◆ What needs to be done ◆
Copy the lines from the one with "Provide an outline for every instance of the dirt" up to and including the one with "Now the dirt", unchanged.

[Data extracted from a collection]
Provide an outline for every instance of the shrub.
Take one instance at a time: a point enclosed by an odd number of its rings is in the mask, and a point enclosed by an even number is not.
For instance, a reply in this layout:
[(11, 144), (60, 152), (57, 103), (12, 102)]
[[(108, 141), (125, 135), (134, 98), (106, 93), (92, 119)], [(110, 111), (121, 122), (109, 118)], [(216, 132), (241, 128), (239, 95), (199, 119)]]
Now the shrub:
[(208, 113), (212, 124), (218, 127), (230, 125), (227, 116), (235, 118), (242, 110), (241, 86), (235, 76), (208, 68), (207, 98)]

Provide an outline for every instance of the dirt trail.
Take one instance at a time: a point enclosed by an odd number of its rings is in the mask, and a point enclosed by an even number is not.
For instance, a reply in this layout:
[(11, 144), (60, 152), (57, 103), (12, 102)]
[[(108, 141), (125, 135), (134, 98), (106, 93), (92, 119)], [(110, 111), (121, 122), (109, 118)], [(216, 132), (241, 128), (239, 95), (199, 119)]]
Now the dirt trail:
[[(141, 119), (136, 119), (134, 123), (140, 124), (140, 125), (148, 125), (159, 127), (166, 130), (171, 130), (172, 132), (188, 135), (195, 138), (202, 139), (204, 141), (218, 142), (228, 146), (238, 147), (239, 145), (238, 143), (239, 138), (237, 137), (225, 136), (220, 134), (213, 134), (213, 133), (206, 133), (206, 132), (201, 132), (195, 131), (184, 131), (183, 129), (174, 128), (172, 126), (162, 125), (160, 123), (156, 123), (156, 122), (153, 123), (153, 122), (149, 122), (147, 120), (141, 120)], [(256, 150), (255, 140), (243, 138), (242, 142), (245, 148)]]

◆ Expected answer ◆
Provide an outline for every instance of the dirt trail.
Take one instance at a time: a point enclosed by an odd number of its rings is in the mask, and a point enclosed by an even number is not.
For instance, a reply in this layout:
[(11, 144), (60, 152), (57, 103), (12, 102)]
[[(108, 141), (125, 135), (134, 98), (106, 93), (92, 119)], [(110, 111), (121, 122), (109, 118)], [(216, 132), (241, 128), (239, 95), (199, 119)]]
Now the dirt trail:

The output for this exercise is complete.